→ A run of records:
----

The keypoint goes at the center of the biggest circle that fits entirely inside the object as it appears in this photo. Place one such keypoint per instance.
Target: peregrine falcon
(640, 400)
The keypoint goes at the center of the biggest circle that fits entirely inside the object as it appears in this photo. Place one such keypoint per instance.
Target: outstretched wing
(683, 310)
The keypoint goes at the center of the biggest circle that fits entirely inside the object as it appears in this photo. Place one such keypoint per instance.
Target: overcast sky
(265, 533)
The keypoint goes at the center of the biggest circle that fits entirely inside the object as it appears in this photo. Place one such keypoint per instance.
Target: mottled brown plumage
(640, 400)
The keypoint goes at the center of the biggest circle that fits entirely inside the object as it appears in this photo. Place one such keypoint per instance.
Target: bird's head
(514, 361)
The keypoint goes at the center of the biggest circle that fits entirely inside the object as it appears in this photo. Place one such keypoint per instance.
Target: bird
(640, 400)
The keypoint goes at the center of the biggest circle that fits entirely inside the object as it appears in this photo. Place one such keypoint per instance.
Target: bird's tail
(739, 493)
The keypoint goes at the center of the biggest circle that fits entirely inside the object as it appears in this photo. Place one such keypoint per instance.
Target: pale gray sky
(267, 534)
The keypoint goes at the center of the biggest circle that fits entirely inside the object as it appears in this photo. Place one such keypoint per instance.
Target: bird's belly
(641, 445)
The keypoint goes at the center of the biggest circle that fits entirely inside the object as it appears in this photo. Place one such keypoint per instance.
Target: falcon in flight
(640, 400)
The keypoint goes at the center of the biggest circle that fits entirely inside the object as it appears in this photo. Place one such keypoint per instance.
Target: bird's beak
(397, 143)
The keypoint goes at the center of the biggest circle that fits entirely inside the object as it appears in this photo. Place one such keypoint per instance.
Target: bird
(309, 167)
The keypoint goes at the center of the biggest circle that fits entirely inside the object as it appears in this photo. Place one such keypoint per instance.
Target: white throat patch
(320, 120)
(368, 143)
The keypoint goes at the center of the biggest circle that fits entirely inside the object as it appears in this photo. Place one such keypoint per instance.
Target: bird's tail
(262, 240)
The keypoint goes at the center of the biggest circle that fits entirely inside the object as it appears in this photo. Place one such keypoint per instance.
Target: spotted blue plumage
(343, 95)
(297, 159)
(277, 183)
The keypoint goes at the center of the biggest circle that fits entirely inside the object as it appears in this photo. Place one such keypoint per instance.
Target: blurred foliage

----

→ Written exercise: Output the data above exactly, please, line for line.

→ Task solution:
The keypoint goes at the center of the biggest circle that fits entirely inside the object as it appears in this photo. Place one such keypoint per instance.
Target: peregrine falcon
(640, 400)
The keypoint goes at the center of the biggest circle that fits entirely inside the object as it appears in this photo. Place one such keypoint per instance.
Target: outstretched wing
(683, 310)
The keypoint goes at the center of the biggest circle that fits entirely inside the object as it appears in this photo. Place one such keypoint per instance.
Target: overcast sky
(265, 533)
The keypoint goes at the center of the biggest circle that fits entirely inside the object as it appears in this photo. Place one such keypoint per instance.
Target: mottled brown plumage
(640, 400)
The keypoint goes at the center of the biggest circle that fits entirely inside the object as it appears in this photo. Place one such keypoint per instance.
Target: bird's head
(514, 361)
The keypoint goes at the center of the biggest circle that fits entirely inside the object as it appears in this photo. Place one such keypoint per instance.
Target: bird
(640, 400)
The keypoint goes at the center of the biggest circle that fits entirely inside the object as it appears in this photo. Place one such keypoint per instance.
Target: bird's tail
(739, 493)
The keypoint goes at the center of the biggest circle that fits entirely inside the object as it appears in this photo. Place one such keypoint per instance.
Target: pale gray sky
(267, 534)
The keypoint goes at the center of the biggest circle that fits entirely inside the object as it appears in this photo. Place one such keypoint per instance.
Target: bird's belly
(641, 445)
The keypoint goes at the center of the biggest circle that fits entirely inside the object as it appears in this photo. Place one such keypoint per instance.
Target: falcon in flight
(640, 400)
The keypoint goes at the center of the biggest circle that fits entirely inside the object as it appears in this photo. Place one such keypoint per instance.
Target: bird's beak
(397, 143)
The keypoint goes at the center of the biggest circle that fits entirely inside the object as it appears in this photo. Place one such keypoint per instance.
Target: bird
(309, 167)
The keypoint goes at the center of the biggest circle that fits entirely inside the object as it appears in this photo. Place one such keypoint per instance.
Target: white throat patch
(320, 120)
(368, 143)
The keypoint goes at the center of the biggest circle that fits entirely inside the object as it appears in this photo. Place one such keypoint per instance.
Target: bird's tail
(262, 240)
The keypoint goes at the center of the biggest circle that fits entirely inside the object as it appears in this photo. Place one such keypoint per instance.
Target: spotted blue plumage
(343, 95)
(297, 159)
(277, 183)
The keypoint goes at the center of the biggest circle that fits entirely inside the object as it appears in this photo. Place one such keypoint per instance.
Target: blurred foliage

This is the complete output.